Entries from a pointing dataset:

§ §

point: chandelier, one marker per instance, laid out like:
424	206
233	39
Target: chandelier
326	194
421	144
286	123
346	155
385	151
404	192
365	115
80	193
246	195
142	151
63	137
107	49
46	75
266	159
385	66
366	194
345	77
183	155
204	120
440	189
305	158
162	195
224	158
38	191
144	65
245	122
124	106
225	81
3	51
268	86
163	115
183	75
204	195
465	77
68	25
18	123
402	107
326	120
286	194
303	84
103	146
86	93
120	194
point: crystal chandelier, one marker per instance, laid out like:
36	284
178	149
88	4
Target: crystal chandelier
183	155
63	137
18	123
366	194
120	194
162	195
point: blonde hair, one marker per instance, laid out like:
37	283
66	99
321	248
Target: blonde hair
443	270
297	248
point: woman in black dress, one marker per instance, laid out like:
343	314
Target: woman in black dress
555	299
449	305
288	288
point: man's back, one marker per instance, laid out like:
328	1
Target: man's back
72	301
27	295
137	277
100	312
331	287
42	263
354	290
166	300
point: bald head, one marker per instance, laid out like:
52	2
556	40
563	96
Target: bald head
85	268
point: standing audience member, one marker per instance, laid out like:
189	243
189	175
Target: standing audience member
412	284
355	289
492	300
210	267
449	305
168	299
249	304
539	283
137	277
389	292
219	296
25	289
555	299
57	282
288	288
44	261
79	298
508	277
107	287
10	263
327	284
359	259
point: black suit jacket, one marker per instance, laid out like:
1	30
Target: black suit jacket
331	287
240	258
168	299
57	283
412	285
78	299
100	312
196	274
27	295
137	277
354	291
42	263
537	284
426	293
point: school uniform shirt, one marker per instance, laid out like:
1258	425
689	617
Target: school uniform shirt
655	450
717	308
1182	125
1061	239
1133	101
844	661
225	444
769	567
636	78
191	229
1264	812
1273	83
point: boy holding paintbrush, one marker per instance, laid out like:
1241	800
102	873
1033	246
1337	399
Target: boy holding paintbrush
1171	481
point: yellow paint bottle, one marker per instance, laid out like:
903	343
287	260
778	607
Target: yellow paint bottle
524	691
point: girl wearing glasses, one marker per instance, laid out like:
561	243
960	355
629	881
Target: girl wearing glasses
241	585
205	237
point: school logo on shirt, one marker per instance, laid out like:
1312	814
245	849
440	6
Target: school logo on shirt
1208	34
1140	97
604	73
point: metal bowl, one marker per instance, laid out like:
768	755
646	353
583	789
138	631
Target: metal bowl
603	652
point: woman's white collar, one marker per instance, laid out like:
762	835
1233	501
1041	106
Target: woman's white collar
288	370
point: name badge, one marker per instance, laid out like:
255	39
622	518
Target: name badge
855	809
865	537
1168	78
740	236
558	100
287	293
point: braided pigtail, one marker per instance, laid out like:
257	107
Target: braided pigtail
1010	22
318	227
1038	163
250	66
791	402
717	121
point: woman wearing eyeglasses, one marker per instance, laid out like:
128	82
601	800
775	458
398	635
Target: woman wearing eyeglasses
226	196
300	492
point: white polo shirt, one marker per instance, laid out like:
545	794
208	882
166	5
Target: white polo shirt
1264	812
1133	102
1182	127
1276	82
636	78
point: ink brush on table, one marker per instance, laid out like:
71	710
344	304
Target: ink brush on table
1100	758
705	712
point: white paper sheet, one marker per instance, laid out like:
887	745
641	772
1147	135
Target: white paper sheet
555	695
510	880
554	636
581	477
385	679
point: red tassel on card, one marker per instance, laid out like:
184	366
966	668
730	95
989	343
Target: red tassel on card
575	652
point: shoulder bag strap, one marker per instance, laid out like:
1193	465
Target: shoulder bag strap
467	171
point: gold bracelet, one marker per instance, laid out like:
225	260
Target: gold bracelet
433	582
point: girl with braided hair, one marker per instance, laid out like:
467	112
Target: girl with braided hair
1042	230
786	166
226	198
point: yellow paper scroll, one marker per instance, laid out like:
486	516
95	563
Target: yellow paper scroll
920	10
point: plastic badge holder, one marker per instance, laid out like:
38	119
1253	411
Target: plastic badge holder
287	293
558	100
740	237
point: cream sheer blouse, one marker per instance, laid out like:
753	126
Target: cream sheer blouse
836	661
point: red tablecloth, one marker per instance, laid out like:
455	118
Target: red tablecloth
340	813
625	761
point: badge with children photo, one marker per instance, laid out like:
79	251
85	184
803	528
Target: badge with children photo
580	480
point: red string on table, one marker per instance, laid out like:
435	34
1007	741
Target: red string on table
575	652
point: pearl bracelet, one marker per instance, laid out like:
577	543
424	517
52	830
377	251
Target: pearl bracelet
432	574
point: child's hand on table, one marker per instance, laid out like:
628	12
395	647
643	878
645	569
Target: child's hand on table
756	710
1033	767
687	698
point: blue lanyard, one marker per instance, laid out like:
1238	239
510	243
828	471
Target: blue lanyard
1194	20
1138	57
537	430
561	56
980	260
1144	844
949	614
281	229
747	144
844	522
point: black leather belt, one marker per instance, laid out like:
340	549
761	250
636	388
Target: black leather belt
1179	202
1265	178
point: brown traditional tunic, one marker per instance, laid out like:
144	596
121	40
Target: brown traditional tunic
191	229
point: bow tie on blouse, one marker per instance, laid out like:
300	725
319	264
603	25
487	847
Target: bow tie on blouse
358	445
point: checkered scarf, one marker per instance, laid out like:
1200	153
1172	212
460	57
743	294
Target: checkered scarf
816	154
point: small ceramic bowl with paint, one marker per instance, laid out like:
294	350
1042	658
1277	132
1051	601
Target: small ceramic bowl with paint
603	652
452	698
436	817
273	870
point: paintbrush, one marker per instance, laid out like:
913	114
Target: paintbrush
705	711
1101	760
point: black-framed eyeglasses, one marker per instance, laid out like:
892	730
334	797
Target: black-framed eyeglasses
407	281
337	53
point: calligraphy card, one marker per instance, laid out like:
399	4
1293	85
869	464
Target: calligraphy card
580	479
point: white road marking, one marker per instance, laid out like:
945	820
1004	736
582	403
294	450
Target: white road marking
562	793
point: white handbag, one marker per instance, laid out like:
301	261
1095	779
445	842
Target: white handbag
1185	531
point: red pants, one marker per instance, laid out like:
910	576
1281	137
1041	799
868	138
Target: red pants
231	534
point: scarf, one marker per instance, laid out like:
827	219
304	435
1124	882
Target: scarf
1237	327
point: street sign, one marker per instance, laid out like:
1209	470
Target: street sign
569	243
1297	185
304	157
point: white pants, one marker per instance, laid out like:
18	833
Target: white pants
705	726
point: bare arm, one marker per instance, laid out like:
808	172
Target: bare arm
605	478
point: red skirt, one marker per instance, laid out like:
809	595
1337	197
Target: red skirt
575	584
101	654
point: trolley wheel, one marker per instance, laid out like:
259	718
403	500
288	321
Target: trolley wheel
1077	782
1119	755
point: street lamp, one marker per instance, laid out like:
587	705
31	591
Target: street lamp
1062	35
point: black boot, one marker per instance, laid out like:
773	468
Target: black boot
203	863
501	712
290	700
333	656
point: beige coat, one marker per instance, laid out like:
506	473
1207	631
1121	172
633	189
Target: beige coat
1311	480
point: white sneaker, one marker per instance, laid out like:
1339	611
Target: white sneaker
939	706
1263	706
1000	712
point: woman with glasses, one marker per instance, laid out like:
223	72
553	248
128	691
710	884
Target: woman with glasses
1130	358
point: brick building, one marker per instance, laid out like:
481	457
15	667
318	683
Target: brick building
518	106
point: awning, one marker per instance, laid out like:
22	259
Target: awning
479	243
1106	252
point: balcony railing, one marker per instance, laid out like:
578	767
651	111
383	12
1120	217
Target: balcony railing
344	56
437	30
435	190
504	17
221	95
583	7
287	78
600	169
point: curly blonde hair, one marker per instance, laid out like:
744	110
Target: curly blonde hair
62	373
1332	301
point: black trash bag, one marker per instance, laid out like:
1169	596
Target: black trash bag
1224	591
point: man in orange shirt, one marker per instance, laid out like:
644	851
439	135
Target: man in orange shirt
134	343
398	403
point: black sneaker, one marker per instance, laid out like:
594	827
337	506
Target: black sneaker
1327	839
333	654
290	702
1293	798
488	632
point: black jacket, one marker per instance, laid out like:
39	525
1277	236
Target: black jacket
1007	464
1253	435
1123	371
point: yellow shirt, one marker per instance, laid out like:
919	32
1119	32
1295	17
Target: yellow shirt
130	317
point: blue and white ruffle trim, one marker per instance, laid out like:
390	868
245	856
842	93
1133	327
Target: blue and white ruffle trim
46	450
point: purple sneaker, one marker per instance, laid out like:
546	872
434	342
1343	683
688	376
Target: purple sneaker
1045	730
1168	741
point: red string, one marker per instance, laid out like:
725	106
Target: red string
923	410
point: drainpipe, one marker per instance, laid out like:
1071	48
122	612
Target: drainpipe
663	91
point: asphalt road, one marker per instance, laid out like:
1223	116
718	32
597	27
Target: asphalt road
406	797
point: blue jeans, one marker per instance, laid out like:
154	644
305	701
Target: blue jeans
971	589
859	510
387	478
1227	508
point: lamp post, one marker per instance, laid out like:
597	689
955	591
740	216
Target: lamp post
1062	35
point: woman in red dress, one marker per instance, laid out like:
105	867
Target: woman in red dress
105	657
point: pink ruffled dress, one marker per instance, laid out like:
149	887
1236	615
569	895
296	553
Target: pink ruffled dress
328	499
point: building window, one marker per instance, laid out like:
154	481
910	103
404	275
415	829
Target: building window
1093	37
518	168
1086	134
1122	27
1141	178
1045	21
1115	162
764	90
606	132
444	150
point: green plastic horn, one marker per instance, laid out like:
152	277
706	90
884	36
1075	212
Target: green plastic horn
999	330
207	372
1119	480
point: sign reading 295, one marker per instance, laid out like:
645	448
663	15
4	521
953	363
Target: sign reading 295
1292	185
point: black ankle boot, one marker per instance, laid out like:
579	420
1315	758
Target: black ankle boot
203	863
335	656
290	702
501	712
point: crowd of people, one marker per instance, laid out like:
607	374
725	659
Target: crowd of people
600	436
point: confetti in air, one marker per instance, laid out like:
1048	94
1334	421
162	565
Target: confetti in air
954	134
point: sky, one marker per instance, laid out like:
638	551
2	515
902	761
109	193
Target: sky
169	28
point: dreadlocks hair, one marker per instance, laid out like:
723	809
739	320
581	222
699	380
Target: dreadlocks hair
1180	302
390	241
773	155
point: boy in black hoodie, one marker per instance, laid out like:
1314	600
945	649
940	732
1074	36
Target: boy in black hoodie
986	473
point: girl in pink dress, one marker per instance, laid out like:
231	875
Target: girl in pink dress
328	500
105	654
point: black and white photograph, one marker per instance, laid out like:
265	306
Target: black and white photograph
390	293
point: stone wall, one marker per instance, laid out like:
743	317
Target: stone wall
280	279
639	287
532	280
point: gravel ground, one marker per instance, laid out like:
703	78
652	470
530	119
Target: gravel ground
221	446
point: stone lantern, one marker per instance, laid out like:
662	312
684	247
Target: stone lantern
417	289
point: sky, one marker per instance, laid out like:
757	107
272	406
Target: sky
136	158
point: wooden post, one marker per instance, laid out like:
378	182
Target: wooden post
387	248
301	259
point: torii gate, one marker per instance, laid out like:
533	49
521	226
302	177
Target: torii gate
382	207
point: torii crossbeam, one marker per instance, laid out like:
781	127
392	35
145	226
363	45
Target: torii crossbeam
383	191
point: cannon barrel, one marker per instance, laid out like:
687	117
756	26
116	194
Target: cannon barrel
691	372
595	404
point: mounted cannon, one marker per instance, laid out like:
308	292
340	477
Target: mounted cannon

§ §

Task instructions: Quote only the lines from the one containing "point: gravel ground, one" through the final line of the records, with both ends included.

Expected answer:
point: gravel ground, one marker per instance, laid out like:
703	78
652	470
530	119
Target: gravel ground
221	446
point: stone lantern, one marker per instance, laid out like:
662	312
684	247
Target: stone lantern
417	289
point: sky, one marker per instance, laid out like:
757	107
272	406
Target: sky
136	158
point: wooden post, one marker per instance, laid out like:
378	182
Target: wooden post
387	248
301	259
point: torii gate, one marker per instance, laid out like:
533	49
521	226
302	177
Target: torii gate
382	207
point: torii crossbeam, one marker per instance, laid out like:
781	127
392	35
145	226
363	45
Target: torii crossbeam
383	191
point: cannon barrel, one marker per instance, laid out like:
687	117
756	26
116	194
Target: cannon barrel
691	372
595	404
point: mounted cannon, one marker per instance, laid out like:
308	292
340	477
Target: mounted cannon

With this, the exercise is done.